> **Entries shown**
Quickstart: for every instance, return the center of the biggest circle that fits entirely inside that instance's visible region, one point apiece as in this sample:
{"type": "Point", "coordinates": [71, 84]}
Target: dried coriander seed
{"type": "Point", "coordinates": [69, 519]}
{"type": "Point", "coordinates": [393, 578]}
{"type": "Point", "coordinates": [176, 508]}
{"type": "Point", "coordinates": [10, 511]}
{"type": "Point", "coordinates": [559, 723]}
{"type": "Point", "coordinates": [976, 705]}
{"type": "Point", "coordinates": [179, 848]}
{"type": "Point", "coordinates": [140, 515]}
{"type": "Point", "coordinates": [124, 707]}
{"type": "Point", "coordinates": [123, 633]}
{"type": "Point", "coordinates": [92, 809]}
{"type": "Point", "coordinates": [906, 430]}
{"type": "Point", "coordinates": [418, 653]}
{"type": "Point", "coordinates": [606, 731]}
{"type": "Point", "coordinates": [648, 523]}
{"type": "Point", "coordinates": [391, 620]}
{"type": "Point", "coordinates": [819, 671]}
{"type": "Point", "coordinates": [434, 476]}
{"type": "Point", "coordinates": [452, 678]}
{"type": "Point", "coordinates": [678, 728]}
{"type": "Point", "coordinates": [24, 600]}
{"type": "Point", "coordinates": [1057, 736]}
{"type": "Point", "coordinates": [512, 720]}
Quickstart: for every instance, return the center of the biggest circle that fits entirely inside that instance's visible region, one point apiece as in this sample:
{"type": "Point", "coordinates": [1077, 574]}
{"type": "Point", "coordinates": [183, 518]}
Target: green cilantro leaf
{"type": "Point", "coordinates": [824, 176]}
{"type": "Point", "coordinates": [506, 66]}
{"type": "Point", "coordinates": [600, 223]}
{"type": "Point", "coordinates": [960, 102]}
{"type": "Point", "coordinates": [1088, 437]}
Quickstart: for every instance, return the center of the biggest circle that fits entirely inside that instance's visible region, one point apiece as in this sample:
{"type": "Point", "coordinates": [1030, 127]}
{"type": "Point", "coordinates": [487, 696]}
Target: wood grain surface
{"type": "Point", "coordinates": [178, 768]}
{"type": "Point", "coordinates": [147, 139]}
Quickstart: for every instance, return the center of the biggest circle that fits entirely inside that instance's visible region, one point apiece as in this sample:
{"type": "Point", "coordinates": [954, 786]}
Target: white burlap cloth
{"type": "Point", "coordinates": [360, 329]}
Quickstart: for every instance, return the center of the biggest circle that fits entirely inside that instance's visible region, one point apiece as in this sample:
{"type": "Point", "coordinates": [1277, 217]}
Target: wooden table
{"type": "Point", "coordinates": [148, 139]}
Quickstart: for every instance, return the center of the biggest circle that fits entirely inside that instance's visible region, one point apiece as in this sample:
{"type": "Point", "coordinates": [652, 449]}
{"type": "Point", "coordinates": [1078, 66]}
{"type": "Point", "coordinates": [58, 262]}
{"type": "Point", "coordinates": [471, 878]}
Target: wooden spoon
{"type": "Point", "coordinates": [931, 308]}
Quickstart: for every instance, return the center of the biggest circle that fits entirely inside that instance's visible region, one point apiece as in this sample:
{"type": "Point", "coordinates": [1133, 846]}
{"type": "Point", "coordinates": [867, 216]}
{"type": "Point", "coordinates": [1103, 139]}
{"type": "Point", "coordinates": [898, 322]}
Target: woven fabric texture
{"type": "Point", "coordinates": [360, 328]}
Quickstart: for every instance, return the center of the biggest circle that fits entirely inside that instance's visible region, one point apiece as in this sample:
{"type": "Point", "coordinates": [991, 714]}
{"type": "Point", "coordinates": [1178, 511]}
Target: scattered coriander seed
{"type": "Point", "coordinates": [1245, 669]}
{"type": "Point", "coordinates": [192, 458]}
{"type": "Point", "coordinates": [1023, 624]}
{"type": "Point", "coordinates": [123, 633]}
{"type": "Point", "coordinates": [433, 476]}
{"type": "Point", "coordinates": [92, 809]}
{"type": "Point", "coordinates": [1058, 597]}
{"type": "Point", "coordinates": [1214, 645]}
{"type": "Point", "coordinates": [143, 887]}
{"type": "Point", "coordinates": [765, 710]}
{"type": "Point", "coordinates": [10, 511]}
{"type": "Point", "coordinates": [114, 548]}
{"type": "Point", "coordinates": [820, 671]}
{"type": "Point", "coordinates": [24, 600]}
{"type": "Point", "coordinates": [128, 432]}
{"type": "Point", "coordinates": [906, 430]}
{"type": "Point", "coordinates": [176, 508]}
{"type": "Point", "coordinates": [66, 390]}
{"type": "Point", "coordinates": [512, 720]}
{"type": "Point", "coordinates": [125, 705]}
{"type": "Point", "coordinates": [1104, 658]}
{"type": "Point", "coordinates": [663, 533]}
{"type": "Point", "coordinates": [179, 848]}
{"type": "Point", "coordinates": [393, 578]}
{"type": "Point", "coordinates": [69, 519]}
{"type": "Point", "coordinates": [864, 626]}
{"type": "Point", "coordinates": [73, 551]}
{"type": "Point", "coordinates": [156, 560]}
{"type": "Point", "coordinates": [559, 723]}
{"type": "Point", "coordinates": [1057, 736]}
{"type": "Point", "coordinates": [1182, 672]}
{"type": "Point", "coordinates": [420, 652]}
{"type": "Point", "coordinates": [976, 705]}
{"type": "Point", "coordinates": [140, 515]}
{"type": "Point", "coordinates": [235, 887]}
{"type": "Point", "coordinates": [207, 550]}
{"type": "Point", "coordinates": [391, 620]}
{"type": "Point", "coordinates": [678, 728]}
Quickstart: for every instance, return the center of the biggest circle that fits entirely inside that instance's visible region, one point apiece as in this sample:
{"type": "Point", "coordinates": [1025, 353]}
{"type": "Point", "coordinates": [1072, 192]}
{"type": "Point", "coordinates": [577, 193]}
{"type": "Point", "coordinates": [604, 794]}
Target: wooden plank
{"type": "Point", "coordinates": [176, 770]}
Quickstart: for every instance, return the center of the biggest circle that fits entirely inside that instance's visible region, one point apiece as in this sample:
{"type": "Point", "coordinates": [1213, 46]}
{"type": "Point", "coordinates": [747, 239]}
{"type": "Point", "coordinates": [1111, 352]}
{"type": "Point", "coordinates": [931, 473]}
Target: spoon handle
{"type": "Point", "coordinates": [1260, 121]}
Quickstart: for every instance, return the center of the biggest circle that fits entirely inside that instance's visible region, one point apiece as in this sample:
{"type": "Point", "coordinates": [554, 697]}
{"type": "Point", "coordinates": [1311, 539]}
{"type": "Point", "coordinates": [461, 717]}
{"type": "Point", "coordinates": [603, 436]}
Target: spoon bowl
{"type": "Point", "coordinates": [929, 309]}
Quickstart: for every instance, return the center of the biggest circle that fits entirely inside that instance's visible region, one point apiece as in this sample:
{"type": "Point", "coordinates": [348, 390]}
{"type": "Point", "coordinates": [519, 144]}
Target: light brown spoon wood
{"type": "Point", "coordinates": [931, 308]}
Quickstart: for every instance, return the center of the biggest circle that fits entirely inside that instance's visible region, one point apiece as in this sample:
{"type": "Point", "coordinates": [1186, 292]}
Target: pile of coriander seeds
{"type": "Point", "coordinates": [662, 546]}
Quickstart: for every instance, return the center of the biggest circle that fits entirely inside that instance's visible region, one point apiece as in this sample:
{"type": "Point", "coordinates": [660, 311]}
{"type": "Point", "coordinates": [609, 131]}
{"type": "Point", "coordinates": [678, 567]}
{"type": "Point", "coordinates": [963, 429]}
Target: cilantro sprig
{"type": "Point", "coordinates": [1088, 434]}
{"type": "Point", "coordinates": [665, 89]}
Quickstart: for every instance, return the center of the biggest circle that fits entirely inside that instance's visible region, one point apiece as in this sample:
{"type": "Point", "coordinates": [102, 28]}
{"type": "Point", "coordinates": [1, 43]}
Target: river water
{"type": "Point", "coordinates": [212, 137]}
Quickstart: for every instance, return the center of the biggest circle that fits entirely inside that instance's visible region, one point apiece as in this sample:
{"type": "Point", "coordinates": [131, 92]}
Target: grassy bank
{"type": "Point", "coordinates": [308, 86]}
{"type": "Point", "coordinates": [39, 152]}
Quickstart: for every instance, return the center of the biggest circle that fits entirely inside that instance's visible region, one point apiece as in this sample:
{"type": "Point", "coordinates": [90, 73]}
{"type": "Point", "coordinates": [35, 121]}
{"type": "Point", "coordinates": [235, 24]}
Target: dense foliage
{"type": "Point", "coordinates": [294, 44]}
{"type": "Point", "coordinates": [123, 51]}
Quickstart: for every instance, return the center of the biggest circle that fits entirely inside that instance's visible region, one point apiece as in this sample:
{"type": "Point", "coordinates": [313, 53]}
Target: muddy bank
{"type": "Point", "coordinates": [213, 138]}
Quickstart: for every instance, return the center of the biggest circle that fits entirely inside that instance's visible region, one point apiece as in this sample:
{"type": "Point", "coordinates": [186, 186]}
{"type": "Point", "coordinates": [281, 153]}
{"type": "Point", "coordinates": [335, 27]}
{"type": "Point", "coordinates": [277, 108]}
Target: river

> **About this task**
In the entries, find the line containing "Target: dense foliage" and output it and all remaining lines exactly.

> **Response to the exercise**
Target: dense foliage
{"type": "Point", "coordinates": [294, 44]}
{"type": "Point", "coordinates": [123, 51]}
Quickstart: for every instance, return the center of the biggest circle that fits entirely inside that instance's visible region, one point apiece as in this sample:
{"type": "Point", "coordinates": [313, 53]}
Target: muddy bank
{"type": "Point", "coordinates": [213, 138]}
Quickstart: for every instance, return the center of the biggest circle that fits entirely inside that instance's visible region, one point apiece as in this sample:
{"type": "Point", "coordinates": [186, 186]}
{"type": "Point", "coordinates": [281, 153]}
{"type": "Point", "coordinates": [335, 27]}
{"type": "Point", "coordinates": [277, 108]}
Target: river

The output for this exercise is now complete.